Requirements: Faithfully return all lines, omitting every embedded picture.
++++ Provided information
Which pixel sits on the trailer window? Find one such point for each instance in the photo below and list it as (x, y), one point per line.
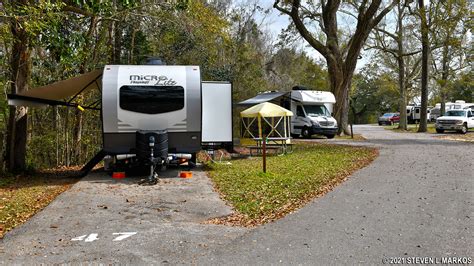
(151, 99)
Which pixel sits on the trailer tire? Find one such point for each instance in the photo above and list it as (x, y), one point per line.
(305, 133)
(463, 129)
(192, 162)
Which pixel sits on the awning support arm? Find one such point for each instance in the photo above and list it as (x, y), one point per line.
(85, 87)
(46, 101)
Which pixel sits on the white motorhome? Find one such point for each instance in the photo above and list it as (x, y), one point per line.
(313, 113)
(458, 119)
(163, 110)
(414, 113)
(312, 110)
(458, 104)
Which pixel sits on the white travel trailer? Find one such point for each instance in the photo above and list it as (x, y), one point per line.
(312, 109)
(458, 104)
(152, 114)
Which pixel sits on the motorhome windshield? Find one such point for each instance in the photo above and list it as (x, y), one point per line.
(151, 99)
(316, 110)
(455, 113)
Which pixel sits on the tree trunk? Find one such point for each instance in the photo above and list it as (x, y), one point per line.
(444, 74)
(340, 85)
(424, 68)
(402, 103)
(20, 70)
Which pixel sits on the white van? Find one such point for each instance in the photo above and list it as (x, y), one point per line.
(313, 113)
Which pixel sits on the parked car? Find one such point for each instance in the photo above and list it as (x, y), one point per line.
(456, 119)
(389, 119)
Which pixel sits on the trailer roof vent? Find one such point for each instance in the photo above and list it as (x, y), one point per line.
(155, 61)
(300, 88)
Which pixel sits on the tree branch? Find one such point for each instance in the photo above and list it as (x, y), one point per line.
(294, 14)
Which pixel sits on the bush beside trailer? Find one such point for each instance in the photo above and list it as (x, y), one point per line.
(169, 107)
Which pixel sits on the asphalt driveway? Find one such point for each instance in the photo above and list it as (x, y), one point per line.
(415, 200)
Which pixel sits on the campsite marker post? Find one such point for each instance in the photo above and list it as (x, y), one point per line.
(264, 153)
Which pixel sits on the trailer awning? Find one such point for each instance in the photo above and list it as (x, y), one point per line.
(263, 97)
(59, 93)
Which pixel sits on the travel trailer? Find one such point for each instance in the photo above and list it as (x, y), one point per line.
(312, 110)
(151, 114)
(458, 104)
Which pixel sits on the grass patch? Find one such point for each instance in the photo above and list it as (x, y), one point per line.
(344, 137)
(411, 128)
(291, 180)
(349, 137)
(469, 137)
(23, 196)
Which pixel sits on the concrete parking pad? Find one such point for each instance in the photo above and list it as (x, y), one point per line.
(166, 219)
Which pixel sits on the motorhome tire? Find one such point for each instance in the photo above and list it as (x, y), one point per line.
(305, 133)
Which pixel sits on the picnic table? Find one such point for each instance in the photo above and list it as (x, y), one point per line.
(276, 144)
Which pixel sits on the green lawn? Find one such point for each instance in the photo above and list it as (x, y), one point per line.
(290, 181)
(411, 128)
(23, 196)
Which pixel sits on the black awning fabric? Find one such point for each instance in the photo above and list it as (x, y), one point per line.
(263, 97)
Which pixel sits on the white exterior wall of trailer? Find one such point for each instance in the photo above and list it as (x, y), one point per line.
++++++++
Result for this task:
Which pixel sits on the trailer window? Find one such point for each instance in the photo below and list it as (x, y), one point per line.
(151, 99)
Which pixel sits on the trailer tire? Find one such point for each instance in the photo above and list it as (x, y), one point per line.
(305, 133)
(463, 129)
(192, 162)
Which pixel sits on the awning support arm? Find one such point for each instance in the photo above and list it as (x, y), one point per line.
(85, 87)
(46, 101)
Which pixel sits on the white motorhome? Find one such point for each instance in the photo above and list it as (x, y), one point per line.
(313, 113)
(458, 119)
(163, 110)
(414, 113)
(312, 110)
(458, 104)
Which pixel sits on the white travel trailer? Find one such point for each instance in the photo above and list it as (x, y), one point per line.
(312, 109)
(458, 104)
(152, 114)
Which pixel sits on the motorhome windshield? Find one such point for each instance in the photo above and list it as (x, y), one point per line.
(151, 99)
(316, 110)
(455, 113)
Which pixel sits on the tree trunk? Find one such point for each instance in the photo above and list it as (x, y), one point per line.
(444, 74)
(340, 85)
(424, 68)
(402, 103)
(20, 70)
Which pixel sits on the white van? Find one such point for each instance in the photo above and list it as (x, y), one point per line.
(313, 113)
Which pixel sits on the parked car? Find one such point for each instance in the photo above and list it as (x, y), one point per line.
(456, 119)
(389, 119)
Which pixel sits on the trailer roof vent? Find one such point for each instance in the photo above and list it as (x, y), one point per line.
(155, 61)
(300, 88)
Which pixel sits on the tree branch? Find one such point for each instance in the photo above and list it as (x, y), one point per line.
(294, 14)
Which pixel sits on the bush beside trailer? Find one such point for each instance in the photo above and list it as (x, y), one point per line.
(169, 107)
Which pixel sits on the asphalt driveway? Find one such point for each instance in the photo above and list it as (x, y), one point per line.
(415, 200)
Which pixel sits on the campsite marker post? Find one such point for each instance in the photo above and list it as (x, y), one point per line.
(264, 153)
Which pixel sits on the trailer awning? Find one such point for each instance in the photo above and list it as (x, y), one point per line.
(263, 97)
(59, 93)
Which pixel sits on the travel trailer? Find one such point for each instance in the photo above and list it as (x, y), one point per line.
(312, 110)
(151, 114)
(458, 104)
Which pixel sits on the grass patch? Find one such point for each instance in the photo above and list it as (x, y), one point per line.
(344, 137)
(411, 128)
(291, 180)
(349, 137)
(469, 137)
(23, 196)
Which pixel sits on the concrete parking pad? Find one such point for each instance in the photo above and list it as (x, y), one point per line.
(166, 219)
Which pixel sits on the motorhome tire? Find one such point for each instance in the photo above and list it as (x, y), one point per line.
(305, 133)
Which pixel sits on the picnic table? Find one such point for each instance in the photo above and list it as (x, y), one point per line.
(276, 144)
Which pixel sits on the green lawn? Find one such point for each instance in the photo above and list it as (x, y), one point per line.
(290, 181)
(411, 128)
(23, 196)
Which pixel sits on the black awning fabric? Find one such point for each instance in the photo above and list it as (x, y), one point per line.
(263, 97)
Which pixel sits on the white exterior wall of trailer? Find one such point for each instance in the photo above and list it as (x, y), one point per line.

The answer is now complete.